Reading text |
Newswise — Clinton, N.Y. - A Hamilton College, NSF-funded, professor of geosciences and a trainer of NASA astronauts, Barbara Tewksbury seems an unlikely candidate to lead a kiltmaking workshop. Equally surprising, her teaching partner is a male, former U.S. Army helicopter pilot from Vancouver. The workshop, which is full and closed, has attracted participants from around the world.
Tewksbury, the co-author of The Art of Kiltmaking, learned how to hand-sew kilts when her daughter began taking Highland dance lessons. She eventually gained an international following via the Internet and her book. Both mother and daughter also became bagpipers, and Barb Tewksbury continues to play with the Mohawk Valley Frasiers Pipe Band.
Pupils in the kiltmaking class include a U.S. Border Patrol agent and an equal number of males and females. One pupil is traveling from Australia to attend the workshop.
While her teaching partner at times uses a sewing machine to create kilts, all of Tewksbury’s creations are handsewn. The 40-hour workshop is offered for $350, enough to cover costs. Clearly, it is a labor of love, not a profit-making venture.

Directions |
1 > Output the kiltmaking workshop article word for word, in full.
2 > From the records below, pull out each line that contains the string "every", matching case exactly.

Material shown |

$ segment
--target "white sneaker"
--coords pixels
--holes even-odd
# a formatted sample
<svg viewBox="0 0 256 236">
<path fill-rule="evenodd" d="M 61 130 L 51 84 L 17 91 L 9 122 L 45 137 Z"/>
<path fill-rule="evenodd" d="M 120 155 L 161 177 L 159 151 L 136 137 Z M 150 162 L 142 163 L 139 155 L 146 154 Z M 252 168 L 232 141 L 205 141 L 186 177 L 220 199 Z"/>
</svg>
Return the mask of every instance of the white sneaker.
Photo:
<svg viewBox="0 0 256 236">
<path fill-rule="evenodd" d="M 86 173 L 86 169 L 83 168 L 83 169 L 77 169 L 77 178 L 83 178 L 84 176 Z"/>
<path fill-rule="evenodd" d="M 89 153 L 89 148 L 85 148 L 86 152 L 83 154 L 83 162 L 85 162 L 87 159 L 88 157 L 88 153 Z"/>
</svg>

==

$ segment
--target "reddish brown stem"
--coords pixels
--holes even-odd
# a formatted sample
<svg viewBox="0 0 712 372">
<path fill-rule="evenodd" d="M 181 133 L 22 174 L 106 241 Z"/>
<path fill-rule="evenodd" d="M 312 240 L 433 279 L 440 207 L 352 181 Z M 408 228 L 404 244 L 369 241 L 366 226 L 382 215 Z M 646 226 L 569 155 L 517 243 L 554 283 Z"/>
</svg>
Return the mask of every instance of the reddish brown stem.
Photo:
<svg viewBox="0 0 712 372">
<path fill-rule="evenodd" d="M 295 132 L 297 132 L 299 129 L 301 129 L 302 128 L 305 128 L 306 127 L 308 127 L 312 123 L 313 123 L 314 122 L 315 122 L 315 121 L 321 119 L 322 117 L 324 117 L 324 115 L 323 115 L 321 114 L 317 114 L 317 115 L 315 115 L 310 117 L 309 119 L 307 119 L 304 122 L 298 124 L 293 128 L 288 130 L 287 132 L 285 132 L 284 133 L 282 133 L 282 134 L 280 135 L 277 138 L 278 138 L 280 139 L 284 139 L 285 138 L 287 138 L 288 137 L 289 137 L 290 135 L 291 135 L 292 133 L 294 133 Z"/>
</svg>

Solutions |
1 >
Newswise — Clinton, N.Y. - A Hamilton College, NSF-funded, professor of geosciences and a trainer of NASA astronauts, Barbara Tewksbury seems an unlikely candidate to lead a kiltmaking workshop. Equally surprising, her teaching partner is a male, former U.S. Army helicopter pilot from Vancouver. The workshop, which is full and closed, has attracted participants from around the world.
Tewksbury, the co-author of The Art of Kiltmaking, learned how to hand-sew kilts when her daughter began taking Highland dance lessons. She eventually gained an international following via the Internet and her book. Both mother and daughter also became bagpipers, and Barb Tewksbury continues to play with the Mohawk Valley Frasiers Pipe Band.
Pupils in the kiltmaking class include a U.S. Border Patrol agent and an equal number of males and females. One pupil is traveling from Australia to attend the workshop.
While her teaching partner at times uses a sewing machine to create kilts, all of Tewksbury’s creations are handsewn. The 40-hour workshop is offered for $350, enough to cover costs. Clearly, it is a labor of love, not a profit-making venture.

2 >
Return the mask of every instance of the white sneaker.
Return the mask of every instance of the reddish brown stem.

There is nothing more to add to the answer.